• [FRAGMENTY WIERSZY]:

·····

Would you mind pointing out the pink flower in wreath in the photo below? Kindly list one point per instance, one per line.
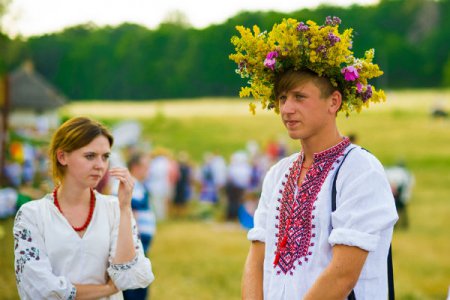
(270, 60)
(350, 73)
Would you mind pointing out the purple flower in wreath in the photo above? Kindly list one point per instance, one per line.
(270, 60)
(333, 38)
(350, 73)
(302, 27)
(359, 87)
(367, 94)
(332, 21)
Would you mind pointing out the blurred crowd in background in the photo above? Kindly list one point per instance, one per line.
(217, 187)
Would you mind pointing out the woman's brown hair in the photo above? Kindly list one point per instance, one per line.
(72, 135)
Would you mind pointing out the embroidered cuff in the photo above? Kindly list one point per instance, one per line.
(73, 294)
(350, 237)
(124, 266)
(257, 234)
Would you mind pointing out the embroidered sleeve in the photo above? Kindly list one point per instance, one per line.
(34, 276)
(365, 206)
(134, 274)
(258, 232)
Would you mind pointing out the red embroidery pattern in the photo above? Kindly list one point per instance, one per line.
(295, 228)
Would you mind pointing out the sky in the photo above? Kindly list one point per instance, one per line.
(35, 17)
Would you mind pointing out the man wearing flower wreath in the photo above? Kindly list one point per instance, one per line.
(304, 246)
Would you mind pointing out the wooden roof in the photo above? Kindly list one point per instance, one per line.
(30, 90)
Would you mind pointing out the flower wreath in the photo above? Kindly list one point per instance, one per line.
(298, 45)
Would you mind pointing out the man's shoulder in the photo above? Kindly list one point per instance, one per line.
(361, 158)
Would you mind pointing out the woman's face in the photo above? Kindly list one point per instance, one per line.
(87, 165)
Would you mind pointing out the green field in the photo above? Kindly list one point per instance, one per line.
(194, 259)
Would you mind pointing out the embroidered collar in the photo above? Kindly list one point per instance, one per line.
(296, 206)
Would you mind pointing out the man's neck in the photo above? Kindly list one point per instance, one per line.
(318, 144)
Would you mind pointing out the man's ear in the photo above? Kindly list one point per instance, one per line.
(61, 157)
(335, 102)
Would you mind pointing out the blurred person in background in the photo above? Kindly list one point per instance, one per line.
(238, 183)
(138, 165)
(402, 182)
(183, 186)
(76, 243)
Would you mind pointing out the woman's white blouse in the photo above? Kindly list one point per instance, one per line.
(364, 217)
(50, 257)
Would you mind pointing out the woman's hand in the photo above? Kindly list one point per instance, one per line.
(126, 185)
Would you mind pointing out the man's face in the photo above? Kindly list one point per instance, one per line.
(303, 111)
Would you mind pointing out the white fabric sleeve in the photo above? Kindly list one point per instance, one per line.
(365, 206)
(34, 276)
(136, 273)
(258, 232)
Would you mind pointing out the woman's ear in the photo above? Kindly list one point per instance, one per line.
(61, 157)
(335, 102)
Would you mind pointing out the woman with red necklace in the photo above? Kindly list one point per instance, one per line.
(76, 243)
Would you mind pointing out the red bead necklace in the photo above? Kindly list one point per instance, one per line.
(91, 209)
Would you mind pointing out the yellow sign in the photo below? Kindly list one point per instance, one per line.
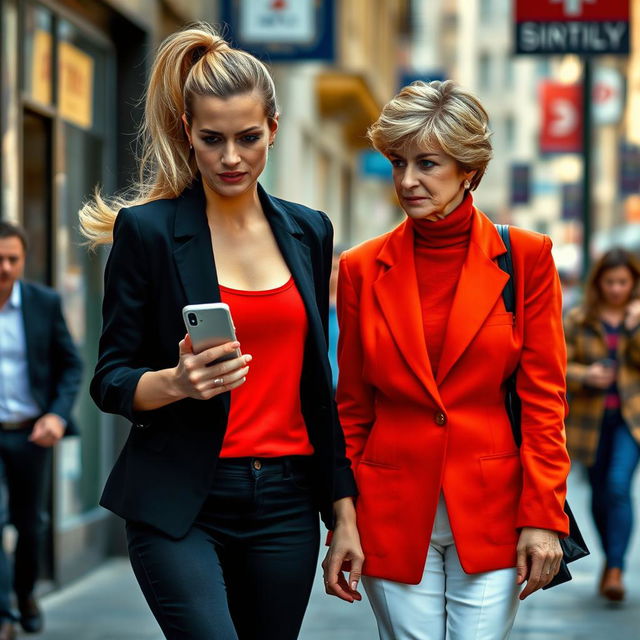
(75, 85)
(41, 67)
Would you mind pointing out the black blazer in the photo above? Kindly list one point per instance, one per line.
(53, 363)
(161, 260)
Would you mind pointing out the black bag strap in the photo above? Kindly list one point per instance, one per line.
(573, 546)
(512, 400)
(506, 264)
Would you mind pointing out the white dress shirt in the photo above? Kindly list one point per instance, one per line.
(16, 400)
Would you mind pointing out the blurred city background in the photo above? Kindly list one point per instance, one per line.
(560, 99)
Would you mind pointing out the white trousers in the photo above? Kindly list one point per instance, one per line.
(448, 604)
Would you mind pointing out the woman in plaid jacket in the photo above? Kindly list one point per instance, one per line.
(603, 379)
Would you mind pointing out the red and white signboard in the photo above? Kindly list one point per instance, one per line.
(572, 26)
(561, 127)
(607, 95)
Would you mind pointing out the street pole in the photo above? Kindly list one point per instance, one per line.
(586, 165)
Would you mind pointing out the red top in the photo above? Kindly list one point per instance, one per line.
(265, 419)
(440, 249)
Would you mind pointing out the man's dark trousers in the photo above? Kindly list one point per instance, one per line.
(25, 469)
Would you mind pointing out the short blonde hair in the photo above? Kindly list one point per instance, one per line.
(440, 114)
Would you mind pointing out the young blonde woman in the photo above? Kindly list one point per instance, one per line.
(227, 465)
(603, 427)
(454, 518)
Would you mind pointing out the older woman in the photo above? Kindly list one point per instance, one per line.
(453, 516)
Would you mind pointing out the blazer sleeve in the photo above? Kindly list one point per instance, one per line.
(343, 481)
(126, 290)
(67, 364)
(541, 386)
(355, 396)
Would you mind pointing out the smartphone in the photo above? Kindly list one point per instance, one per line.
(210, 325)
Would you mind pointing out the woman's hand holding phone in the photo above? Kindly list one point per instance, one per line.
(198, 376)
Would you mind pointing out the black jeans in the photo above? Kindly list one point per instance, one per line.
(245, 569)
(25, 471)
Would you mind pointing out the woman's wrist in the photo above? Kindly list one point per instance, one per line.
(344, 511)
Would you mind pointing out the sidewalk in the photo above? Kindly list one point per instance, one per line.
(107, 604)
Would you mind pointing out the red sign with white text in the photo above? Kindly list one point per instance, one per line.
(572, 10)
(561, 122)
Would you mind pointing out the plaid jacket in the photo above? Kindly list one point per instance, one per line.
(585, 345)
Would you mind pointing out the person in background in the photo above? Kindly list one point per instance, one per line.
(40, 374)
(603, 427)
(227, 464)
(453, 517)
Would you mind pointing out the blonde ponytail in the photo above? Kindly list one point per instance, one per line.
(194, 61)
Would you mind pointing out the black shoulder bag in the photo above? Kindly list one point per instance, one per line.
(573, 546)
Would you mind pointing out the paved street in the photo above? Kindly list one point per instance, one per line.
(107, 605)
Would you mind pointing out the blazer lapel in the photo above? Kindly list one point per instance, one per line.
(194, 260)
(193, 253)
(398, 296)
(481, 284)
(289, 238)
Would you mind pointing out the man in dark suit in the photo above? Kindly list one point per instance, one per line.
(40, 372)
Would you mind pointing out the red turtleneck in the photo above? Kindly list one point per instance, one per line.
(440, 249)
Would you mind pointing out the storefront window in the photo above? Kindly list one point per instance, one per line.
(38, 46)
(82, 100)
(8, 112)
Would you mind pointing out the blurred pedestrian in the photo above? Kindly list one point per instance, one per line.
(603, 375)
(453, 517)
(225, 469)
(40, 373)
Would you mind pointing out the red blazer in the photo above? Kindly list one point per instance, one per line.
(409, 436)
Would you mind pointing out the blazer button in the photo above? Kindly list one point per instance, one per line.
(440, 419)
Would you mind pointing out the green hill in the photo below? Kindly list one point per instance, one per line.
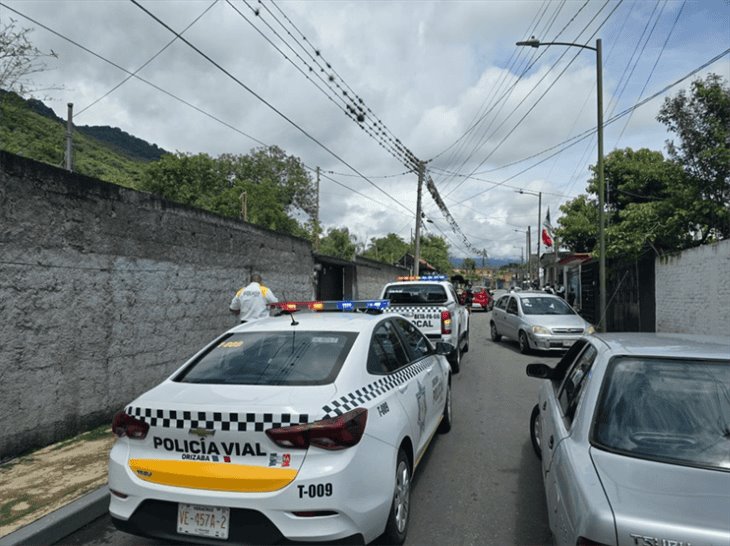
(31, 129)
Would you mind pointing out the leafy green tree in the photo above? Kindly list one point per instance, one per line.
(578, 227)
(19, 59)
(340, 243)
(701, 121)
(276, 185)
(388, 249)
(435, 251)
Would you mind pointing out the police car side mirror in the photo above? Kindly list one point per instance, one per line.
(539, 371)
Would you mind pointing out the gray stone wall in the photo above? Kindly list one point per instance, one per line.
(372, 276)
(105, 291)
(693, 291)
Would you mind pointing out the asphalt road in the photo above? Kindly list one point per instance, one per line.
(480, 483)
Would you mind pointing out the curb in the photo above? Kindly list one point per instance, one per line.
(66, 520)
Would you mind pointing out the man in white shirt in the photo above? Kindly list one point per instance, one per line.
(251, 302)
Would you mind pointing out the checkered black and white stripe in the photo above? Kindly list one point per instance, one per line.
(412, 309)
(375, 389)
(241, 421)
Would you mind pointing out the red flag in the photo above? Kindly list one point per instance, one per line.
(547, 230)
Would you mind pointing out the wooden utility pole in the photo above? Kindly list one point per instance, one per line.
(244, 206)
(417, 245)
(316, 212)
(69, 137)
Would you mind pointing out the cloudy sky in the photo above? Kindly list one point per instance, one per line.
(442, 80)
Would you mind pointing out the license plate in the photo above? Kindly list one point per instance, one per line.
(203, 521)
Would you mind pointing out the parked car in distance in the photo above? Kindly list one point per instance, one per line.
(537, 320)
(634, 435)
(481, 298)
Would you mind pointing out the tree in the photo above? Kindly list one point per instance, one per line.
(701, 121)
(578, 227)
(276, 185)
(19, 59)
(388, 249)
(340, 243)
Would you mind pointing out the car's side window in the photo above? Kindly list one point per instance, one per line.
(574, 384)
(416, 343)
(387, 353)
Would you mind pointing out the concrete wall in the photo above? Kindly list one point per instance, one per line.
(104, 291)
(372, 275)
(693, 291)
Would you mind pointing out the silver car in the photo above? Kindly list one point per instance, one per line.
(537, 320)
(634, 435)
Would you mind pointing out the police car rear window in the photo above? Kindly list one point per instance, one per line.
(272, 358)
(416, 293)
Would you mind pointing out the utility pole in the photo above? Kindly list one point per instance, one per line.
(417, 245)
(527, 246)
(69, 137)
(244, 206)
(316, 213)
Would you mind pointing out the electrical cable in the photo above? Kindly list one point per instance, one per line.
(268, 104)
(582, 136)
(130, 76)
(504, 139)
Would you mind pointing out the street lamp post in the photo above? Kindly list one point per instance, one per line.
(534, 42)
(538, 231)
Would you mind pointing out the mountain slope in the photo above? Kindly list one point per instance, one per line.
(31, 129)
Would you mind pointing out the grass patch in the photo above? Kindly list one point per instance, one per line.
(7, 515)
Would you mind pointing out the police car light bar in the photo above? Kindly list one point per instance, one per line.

·····

• [OPIS ZADANIA]: Przeskaluj wiersze, zaczynając od wiersza zawierającego "Would you mind pointing out the street lamp" i kończąc na ostatnim wierszu, przepisując je wszystkie razem z poleceniami. Każdą współrzędną punktów w odpowiedziach pomnóż przez 0,35 i zaokrąglij do liczby całkowitej, połówki w górę.

• [ROZWIĄZANIE]:
Would you mind pointing out the street lamp post in the photo above? Kindly list one point per instance, one per line.
(187, 15)
(188, 81)
Would you mind pointing out the mountain slope in the photo above? Kindly list one point per instance, one per line.
(11, 45)
Would you mind pointing out the grass patch in the photo above? Kindly list one point per instance, one per line.
(2, 180)
Would you mind pointing out the police car light bar in the photo above? Kindly list one point per instance, one per line.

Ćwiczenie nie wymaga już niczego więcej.